▸ Task objective: A complete, unaltered copy of the listing is needed. Write it out.

▸ Data for this task:
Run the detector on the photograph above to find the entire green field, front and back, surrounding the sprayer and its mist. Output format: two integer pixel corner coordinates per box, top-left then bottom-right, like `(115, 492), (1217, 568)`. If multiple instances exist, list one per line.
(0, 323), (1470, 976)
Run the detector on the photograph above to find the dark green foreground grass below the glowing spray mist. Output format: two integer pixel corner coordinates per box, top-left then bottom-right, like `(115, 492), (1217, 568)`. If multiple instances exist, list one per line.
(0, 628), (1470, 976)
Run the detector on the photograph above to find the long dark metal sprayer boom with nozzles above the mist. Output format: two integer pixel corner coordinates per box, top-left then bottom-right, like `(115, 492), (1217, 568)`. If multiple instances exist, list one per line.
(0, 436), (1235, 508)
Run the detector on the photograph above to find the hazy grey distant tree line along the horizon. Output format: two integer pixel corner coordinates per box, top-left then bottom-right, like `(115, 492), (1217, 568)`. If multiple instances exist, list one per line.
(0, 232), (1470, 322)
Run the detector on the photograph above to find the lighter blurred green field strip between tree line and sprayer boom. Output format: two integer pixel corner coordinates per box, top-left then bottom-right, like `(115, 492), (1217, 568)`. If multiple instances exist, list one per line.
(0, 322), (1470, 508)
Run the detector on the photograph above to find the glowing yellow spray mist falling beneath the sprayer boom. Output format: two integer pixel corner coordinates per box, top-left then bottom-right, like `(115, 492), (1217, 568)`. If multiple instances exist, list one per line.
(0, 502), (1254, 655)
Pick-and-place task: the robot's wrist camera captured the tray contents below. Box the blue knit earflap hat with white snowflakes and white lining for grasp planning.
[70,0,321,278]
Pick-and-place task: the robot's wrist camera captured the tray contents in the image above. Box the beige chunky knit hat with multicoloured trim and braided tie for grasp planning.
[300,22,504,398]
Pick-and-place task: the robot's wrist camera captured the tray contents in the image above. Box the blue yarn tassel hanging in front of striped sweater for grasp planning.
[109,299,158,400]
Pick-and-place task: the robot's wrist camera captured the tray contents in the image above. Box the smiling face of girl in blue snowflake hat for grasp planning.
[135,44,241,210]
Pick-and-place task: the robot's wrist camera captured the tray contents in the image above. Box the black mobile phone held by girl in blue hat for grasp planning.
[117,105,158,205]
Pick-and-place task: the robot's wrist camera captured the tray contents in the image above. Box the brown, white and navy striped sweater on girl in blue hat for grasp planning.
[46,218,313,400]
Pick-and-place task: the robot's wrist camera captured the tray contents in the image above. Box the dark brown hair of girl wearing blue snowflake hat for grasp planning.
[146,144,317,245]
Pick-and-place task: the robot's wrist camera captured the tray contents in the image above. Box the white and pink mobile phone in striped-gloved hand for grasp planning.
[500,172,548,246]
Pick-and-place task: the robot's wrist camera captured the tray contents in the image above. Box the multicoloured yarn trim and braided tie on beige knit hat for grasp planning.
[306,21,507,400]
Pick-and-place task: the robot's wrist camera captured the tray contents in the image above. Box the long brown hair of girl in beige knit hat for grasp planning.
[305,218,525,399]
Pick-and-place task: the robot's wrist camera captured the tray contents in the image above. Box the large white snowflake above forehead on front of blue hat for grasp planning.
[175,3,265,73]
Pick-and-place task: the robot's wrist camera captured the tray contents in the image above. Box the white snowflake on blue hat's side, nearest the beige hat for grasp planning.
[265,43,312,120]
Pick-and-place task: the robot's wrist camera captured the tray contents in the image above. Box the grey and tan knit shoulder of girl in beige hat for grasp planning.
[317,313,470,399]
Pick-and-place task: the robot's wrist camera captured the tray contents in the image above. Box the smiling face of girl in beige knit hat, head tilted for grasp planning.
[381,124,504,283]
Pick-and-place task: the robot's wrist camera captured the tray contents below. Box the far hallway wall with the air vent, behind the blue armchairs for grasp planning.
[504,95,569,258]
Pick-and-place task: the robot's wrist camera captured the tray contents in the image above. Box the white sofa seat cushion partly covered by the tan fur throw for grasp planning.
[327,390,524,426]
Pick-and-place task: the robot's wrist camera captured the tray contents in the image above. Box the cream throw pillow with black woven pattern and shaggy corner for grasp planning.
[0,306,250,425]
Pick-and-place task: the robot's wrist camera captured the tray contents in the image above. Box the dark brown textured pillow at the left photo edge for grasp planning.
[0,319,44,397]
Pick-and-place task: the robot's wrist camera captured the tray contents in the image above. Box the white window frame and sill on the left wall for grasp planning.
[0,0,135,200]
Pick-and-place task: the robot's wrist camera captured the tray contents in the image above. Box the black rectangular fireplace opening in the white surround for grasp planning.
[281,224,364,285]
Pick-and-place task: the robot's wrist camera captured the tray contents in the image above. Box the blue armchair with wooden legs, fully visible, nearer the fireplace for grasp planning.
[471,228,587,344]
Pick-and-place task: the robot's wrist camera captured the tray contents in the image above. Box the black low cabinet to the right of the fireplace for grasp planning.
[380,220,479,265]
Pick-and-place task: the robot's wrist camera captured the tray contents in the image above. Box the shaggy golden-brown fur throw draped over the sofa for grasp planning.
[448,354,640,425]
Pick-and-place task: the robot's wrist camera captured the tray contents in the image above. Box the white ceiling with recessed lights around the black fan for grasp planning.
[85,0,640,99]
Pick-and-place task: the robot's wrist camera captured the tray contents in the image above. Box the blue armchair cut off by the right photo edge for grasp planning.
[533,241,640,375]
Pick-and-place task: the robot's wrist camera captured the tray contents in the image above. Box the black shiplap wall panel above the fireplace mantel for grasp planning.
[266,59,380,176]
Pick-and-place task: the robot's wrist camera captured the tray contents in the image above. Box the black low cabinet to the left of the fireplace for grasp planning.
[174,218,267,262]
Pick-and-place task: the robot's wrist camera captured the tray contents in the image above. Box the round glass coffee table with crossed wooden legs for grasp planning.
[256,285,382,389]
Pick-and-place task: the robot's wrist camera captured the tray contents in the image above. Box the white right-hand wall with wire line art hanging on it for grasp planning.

▸ Problem solution:
Run the detector on the photograph above to find the entire green field, front and back, surrounding the sprayer and its mist. Output format: two integer pixel corner coordinates per box, top-left then bottom-right, like `(115, 492), (1217, 568)`. If multiple instances exist, list one per line.
(0, 323), (1470, 976)
Run the detector on the photograph above to find the dark green foreground grass below the glowing spray mist. Output format: two integer pixel corner coordinates per box, top-left then bottom-right, like `(115, 492), (1217, 568)`. If multiple instances exist, list one per line.
(0, 628), (1470, 976)
Run the detector on the photograph above to find the long dark metal sprayer boom with nozzles above the mist. Output format: two integer pixel corner coordinates per box, top-left then bottom-right, like `(115, 492), (1217, 568)`. If multiple instances exist, list one per line.
(0, 436), (1235, 508)
Run the detector on the photograph above to find the hazy grey distant tree line along the horizon. Output format: two integer pixel corner coordinates per box, top-left then bottom-right, like `(115, 492), (1217, 568)`. If multiple instances exist, list one per line.
(0, 232), (1470, 322)
Run the detector on the photograph above to find the lighter blurred green field strip between tree line and sprayer boom. Output format: two integer pixel corner coordinates per box, top-left then bottom-right, like `(115, 492), (1217, 568)`. If multiple instances exist, list one per line.
(0, 322), (1470, 508)
Run the detector on the photograph above to find the glowing yellow spray mist falling beneath the sprayer boom. Output format: two integer pixel corner coordinates per box, top-left then bottom-right, like `(115, 492), (1217, 568)`. If multiple instances exist, list one per line.
(0, 502), (1254, 655)
Pick-and-place task: the robot's wrist camera captured the tray contents below. Box the blue knit earflap hat with white snowflakes and white lining for grasp planning.
[70,0,321,278]
Pick-and-place task: the robot's wrist camera captured the tray contents in the image above. Box the beige chunky knit hat with multicoloured trim and braided tie for grasp planning.
[300,22,504,398]
Pick-and-place task: the robot's wrist camera captured the tray contents in the image above. Box the blue yarn tassel hanging in front of striped sweater for grasp planning.
[109,299,158,400]
Pick-and-place task: the robot's wrist camera captured the tray contents in the image above. Box the smiling face of girl in blue snowflake hat for grasp planning.
[135,44,241,210]
Pick-and-place task: the robot's wrist camera captured the tray contents in the image above. Box the black mobile phone held by girl in blue hat for grasp planning.
[117,105,158,205]
Pick-and-place task: the robot's wrist camera captured the tray contents in the image above. Box the brown, white and navy striped sweater on girl in blue hat for grasp planning.
[46,218,313,400]
Pick-and-place task: the robot's wrist camera captured the tray contents in the image above. Box the dark brown hair of girl wearing blue snowflake hat for grasp planning.
[146,144,317,245]
Pick-and-place task: the robot's wrist camera captured the tray contents in the image above. Box the white and pink mobile phone in striped-gloved hand for grasp planning.
[500,172,548,246]
Pick-and-place task: the robot's wrist camera captured the tray contents in the image above. Box the multicoloured yarn trim and braided tie on beige knit hat for grasp planning.
[306,21,507,400]
Pick-and-place task: the robot's wrist camera captured the tray contents in the image above. Box the long brown hair of girl in beige knit hat for grasp planning.
[305,218,525,399]
Pick-and-place task: the robot's wrist camera captured the tray contents in the image above. Box the large white snowflake above forehead on front of blue hat for grasp planning.
[175,3,265,73]
Pick-and-place task: the robot's wrist camera captured the tray contents in the image above. Box the white snowflake on blue hat's side, nearest the beige hat for grasp planning.
[265,43,312,120]
Pick-and-place task: the robot's wrist camera captured the tray contents in the image above. Box the grey and tan knit shoulder of girl in beige hat for grasp planning.
[317,313,470,399]
Pick-and-place task: the robot's wrist camera captured the tray contents in the image above. Box the smiling face of girl in beige knit hat, head tilted for grasp planning.
[381,124,504,283]
Pick-and-place task: the robot's wrist camera captured the tray contents below. Box the far hallway wall with the air vent, behind the blue armchairs for grasp planning.
[504,95,569,258]
Pick-and-place task: the robot's wrist camera captured the tray contents in the image above. Box the white sofa seat cushion partly covered by the tan fur throw for grasp planning.
[327,390,524,426]
Pick-and-place task: the robot's wrist camera captured the tray contents in the image above. Box the cream throw pillow with black woven pattern and shaggy corner for grasp planning.
[0,306,250,425]
Pick-and-place task: the robot's wrist camera captured the tray contents in the image above. Box the dark brown textured pillow at the left photo edge for grasp planning.
[0,319,44,397]
Pick-and-place task: the robot's wrist camera captured the tray contents in the image above. Box the white window frame and sill on the left wall for grasp planning.
[0,0,135,200]
Pick-and-place task: the robot's wrist camera captured the tray contents in the image above. Box the black rectangular fireplace opening in the white surround for grasp planning.
[281,224,364,285]
Pick-and-place task: the robot's wrist camera captured the tray contents in the image above. Box the blue armchair with wooden legs, fully visible, nearer the fireplace for grasp planning.
[471,228,587,344]
Pick-and-place task: the robot's wrist camera captured the tray contents in the image above. Box the black low cabinet to the right of the fireplace for grasp planning.
[380,220,479,265]
Pick-and-place task: the robot's wrist camera captured the tray contents in the image above. Box the shaggy golden-brown fur throw draped over the sofa for grasp planning.
[448,354,640,425]
Pick-and-place task: the robot's wrist camera captured the tray contents in the image above. Box the white ceiling with recessed lights around the black fan for grasp planning.
[85,0,640,99]
Pick-and-place task: the robot's wrist camera captured the tray contents in the image above. Box the blue armchair cut off by the right photo edge for grasp planning.
[533,241,640,375]
Pick-and-place task: the robot's wrist camera captured the tray contents in the image above. Box the black shiplap wall panel above the fireplace mantel for grasp planning.
[266,59,380,176]
Pick-and-place task: the robot's wrist camera captured the tray contents in the image above. Box the black low cabinet to the left of the fireplace for grasp planning.
[174,218,267,262]
Pick-and-place task: the robot's wrist camera captured the tray contents in the image above. Box the round glass coffee table with crossed wooden legs for grasp planning.
[256,285,382,389]
Pick-and-place task: the robot's wrist camera captured the tray contents in the image above. Box the white right-hand wall with wire line art hanging on it for grasp planning.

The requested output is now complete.